§ **Work to be completed**: Print the records below verbatim.

Saved entries:
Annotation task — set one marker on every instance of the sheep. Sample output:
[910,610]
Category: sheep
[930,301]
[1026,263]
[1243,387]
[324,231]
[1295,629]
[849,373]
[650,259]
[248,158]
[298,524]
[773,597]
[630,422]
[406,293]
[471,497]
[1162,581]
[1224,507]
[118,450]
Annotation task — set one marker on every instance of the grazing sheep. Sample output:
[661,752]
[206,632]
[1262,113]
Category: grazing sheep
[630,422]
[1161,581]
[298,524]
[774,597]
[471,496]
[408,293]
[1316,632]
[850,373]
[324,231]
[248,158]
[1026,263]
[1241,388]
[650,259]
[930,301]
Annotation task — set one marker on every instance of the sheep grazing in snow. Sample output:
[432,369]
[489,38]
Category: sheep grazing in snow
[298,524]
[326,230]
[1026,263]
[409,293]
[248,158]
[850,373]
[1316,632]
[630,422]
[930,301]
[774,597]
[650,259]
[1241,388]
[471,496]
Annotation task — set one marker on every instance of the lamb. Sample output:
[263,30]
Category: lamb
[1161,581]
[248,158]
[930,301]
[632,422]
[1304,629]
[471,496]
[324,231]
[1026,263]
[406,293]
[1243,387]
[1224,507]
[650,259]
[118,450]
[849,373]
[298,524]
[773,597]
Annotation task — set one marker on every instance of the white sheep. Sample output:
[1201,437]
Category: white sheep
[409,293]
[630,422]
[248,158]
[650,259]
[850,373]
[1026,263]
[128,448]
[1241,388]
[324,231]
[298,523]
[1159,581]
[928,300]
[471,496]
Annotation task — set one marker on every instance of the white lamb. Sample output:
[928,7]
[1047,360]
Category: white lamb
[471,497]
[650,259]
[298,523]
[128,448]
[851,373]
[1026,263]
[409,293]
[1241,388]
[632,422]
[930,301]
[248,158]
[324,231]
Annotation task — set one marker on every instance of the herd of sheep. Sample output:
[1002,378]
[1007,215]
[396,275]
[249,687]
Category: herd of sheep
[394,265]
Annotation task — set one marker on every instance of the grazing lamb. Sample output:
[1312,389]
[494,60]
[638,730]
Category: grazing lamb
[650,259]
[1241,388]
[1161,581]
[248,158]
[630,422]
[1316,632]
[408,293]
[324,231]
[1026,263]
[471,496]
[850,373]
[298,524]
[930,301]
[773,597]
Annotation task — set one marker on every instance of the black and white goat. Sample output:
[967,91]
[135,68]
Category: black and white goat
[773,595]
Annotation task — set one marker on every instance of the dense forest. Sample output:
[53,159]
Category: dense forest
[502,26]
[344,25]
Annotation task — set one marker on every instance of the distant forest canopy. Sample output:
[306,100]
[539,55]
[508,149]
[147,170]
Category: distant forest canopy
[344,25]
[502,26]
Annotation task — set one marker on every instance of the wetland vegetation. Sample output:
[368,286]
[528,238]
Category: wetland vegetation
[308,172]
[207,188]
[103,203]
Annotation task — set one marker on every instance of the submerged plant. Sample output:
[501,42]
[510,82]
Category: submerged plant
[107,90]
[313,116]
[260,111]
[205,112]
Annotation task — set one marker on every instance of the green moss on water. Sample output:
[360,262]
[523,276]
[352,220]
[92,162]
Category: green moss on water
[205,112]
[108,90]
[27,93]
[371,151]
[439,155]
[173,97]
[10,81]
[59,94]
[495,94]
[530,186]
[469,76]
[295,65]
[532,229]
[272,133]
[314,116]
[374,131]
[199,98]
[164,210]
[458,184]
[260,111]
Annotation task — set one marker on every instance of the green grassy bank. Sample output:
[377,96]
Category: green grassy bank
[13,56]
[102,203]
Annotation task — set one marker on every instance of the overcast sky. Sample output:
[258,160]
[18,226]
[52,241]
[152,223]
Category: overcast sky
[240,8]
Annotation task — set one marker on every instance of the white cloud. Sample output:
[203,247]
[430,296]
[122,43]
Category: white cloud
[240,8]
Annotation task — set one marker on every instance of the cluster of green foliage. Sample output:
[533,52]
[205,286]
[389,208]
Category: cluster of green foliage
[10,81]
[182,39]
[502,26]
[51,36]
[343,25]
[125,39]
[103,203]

§ **Answer below**:
Annotation task — set one marker on every instance of the sheep. Sample output:
[910,610]
Category: sheep
[930,301]
[1026,263]
[1243,387]
[324,231]
[1295,629]
[849,373]
[650,259]
[248,158]
[298,524]
[773,597]
[630,422]
[406,293]
[471,497]
[1162,581]
[1224,507]
[118,450]
Annotation task — set one marker on every instance of the grazing sheep. Sample output:
[661,752]
[206,632]
[1262,113]
Category: grazing sheep
[630,422]
[1161,581]
[298,524]
[774,597]
[471,496]
[408,293]
[1316,632]
[850,373]
[324,231]
[248,158]
[1026,263]
[1241,388]
[650,259]
[930,301]
Annotation task — set one marker on every instance of the sheep grazing in snow. Sample output:
[432,369]
[489,38]
Category: sheep grazing in snow
[298,524]
[326,230]
[1026,263]
[409,293]
[248,158]
[850,373]
[1316,632]
[630,422]
[930,301]
[774,597]
[650,259]
[1241,388]
[471,496]
Annotation task — set one marker on every instance of the lamb. Sample output:
[263,30]
Category: lamb
[1161,581]
[248,158]
[930,301]
[632,422]
[1304,629]
[471,496]
[324,231]
[1026,263]
[406,293]
[1243,387]
[1224,507]
[650,259]
[118,450]
[849,373]
[298,524]
[773,597]
Annotation task — set one marker on every instance of the white sheep. Sample output:
[1201,437]
Category: white sheep
[409,293]
[630,422]
[248,158]
[650,259]
[850,373]
[1026,263]
[128,448]
[1241,388]
[324,231]
[298,523]
[1159,581]
[928,300]
[471,496]
Annotation task — set one marker on every instance of the white lamb. Sample output:
[928,7]
[1047,360]
Category: white lamb
[471,497]
[650,259]
[298,523]
[128,448]
[851,373]
[1026,263]
[409,293]
[1241,388]
[632,422]
[930,301]
[248,158]
[324,231]
Annotation task — set one marker on every instance of the herd of sheep. Sample output:
[1002,378]
[1007,215]
[396,275]
[249,687]
Category: herd of sheep
[394,265]
Annotation task — set one marker on every instance of the grazing lamb. Sample output:
[1312,389]
[494,60]
[638,730]
Category: grazing lamb
[650,259]
[1241,388]
[1161,581]
[248,158]
[630,422]
[1316,632]
[408,293]
[324,231]
[1026,263]
[471,496]
[850,373]
[298,524]
[930,301]
[773,597]
Annotation task — set one marker on every instance of the black and white goat. Sample output:
[967,91]
[135,68]
Category: black and white goat
[773,595]
Annotation task — set one marker on every instance of the dense forest. Sample output:
[53,159]
Category: dense forest
[502,26]
[344,25]
Annotation task — set one marker on every instance of the distant forest canopy. Sample output:
[306,100]
[539,55]
[508,149]
[147,170]
Category: distant forest canopy
[344,25]
[502,26]
Annotation task — set one marker on every instance of the wetland vegetation. Sample output:
[368,286]
[528,238]
Category: wetland vegetation
[308,172]
[207,188]
[103,203]
Annotation task — set one marker on every instance of the submerged plant. Sample output:
[501,42]
[510,82]
Category: submerged plant
[107,90]
[313,116]
[260,111]
[205,112]
Annotation task — set one marker on every instance of the green moss on water. Sample output:
[360,262]
[523,276]
[352,220]
[92,162]
Category: green moss on water
[205,112]
[108,90]
[27,93]
[371,151]
[439,155]
[173,97]
[10,81]
[59,94]
[495,94]
[530,186]
[469,76]
[295,65]
[532,229]
[272,133]
[314,116]
[374,131]
[199,98]
[164,210]
[458,184]
[260,111]
Annotation task — set one marker on every instance of the green grassy bank. Sample output:
[377,96]
Category: green grassy bank
[13,56]
[102,203]
Annotation task — set one marker on every instance of the overcast sky. Sample output:
[258,160]
[18,226]
[52,241]
[152,223]
Category: overcast sky
[240,8]
Annotation task — set one marker on every instance of the white cloud. Sample output:
[203,247]
[430,296]
[122,43]
Category: white cloud
[240,8]
Annotation task — set one marker on every instance of the cluster of green foliage. Sample output:
[533,52]
[205,286]
[389,208]
Category: cluster of green foliage
[10,81]
[182,39]
[502,26]
[51,36]
[343,25]
[125,39]
[103,203]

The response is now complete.